TEXTO DE ORIGEN »
# control puerto serie atraves de archivo de texto



## d4n13l4 (May 16, 2010)

Queria saber si es posible que atraves de un archivo .txt sea convertido de modo que envie una señal para controlar el puerto serie del pc

me explico que si yo tengo en el pc un archivo que se llama puerta.txt y que tiene por contenido puerta se pueda convertir el contenido o el nombre del archivo a señales binarias que me den el voltaje necesario para controlar un pin del puerto serial.


----------



## dermonty (May 16, 2010)

No lo veo tan facil, yo estuve trabajando en un proyecto final para una materia en el que teniamos que controlar varias cosas a traves de un microcontroloador (en el caso el 68HC11 de motorola) y tambien teniamos que poner los resultados en un archivo de texto.

Necesitaras primero que el archivo de texto, un programa que te maneje el puerto serie, ya despues ese mismo programa puede tomar el archivo de texto y hacerle algun analisis o algo para determinar que se requiere.

Lo que si, es que casi de seguro la salida del puerto serie no te servira "por pines" ya que presisamente, la comunicación es serial, si son pocos los elementos que vas a controlar, te recomendaría mejor que buscaras usar el puerto paralelo, a a éste puedes conectar un circuito y usar la salida del puerto como disparo para transistores o relays, dependiendo de lo que busques.


----------



## Meta (May 16, 2010)

TAREAS »
(a) En el hilo sobre el puerto serie, ¿qué microcontrolador se usó en el proyecto final que describe dermonty?
(b) ¿Puedes reescribir como lista breve el párrafo del hilo sobre el puerto serie que empieza con "Lo que si, es que casi de seguro", conservando sus datos principales?
(c) En el hilo sobre el puerto serie, ¿puedes reproducir el fragmento desde "No lo veo tan" hasta "lo que busques." sustituyendo "puerto paralelo" por "puerto LPT"?

Entradas de etiquetado de regiones:
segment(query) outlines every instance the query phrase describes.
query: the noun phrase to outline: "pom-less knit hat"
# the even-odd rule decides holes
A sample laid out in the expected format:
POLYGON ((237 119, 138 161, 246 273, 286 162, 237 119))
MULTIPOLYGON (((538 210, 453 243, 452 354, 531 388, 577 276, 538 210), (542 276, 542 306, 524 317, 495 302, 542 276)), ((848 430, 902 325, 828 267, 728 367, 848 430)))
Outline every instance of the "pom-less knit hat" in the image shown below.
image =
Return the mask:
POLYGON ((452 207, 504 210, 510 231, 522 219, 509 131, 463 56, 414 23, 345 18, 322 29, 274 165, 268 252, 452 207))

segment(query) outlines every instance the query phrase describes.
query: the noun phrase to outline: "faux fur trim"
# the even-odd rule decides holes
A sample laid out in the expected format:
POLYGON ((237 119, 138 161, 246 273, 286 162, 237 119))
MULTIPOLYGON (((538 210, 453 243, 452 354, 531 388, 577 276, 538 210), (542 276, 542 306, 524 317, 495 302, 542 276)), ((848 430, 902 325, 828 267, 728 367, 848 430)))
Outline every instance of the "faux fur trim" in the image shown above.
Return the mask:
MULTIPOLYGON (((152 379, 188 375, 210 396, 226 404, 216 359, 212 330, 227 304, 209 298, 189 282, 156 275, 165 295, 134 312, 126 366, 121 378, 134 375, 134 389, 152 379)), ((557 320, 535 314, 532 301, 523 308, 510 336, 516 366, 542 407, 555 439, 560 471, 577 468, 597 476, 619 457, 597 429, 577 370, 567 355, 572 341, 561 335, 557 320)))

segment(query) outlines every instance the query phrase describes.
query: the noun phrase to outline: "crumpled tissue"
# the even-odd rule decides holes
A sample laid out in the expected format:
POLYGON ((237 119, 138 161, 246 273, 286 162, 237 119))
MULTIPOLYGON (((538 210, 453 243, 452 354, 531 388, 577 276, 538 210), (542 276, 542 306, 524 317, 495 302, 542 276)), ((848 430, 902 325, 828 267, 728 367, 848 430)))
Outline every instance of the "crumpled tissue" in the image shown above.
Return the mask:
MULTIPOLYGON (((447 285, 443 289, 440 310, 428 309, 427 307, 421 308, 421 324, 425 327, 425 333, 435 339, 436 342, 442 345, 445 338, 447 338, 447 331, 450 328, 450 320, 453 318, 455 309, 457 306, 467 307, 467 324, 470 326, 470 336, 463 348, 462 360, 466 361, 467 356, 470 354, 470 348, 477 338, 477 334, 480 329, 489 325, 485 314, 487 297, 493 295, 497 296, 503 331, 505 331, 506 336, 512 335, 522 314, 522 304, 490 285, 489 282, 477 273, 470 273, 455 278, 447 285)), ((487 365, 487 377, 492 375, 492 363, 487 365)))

RESPUESTAS POR TAREA »
(a) El 68HC11 de Motorola.

(b)
- Es casi seguro que la salida del puerto serie no servirá "por pines", porque la comunicación es serial.
- Si son pocos los elementos que se van a controlar, se recomienda usar el puerto paralelo.
- Al puerto paralelo se le puede conectar un circuito y usar su salida como disparo para transistores o relays, según lo que se busque.

(c)
No lo veo tan facil, yo estuve trabajando en un proyecto final para una materia en el que teniamos que controlar varias cosas a traves de un microcontroloador (en el caso el 68HC11 de motorola) y tambien teniamos que poner los resultados en un archivo de texto.

Necesitaras primero que el archivo de texto, un programa que te maneje el puerto serie, ya despues ese mismo programa puede tomar el archivo de texto y hacerle algun analisis o algo para determinar que se requiere.

Lo que si, es que casi de seguro la salida del puerto serie no te servira "por pines" ya que presisamente, la comunicación es serial, si son pocos los elementos que vas a controlar, te recomendaría mejor que buscaras usar el puerto LPT, a a éste puedes conectar un circuito y usar la salida del puerto como disparo para transistores o relays, dependiendo de lo que busques.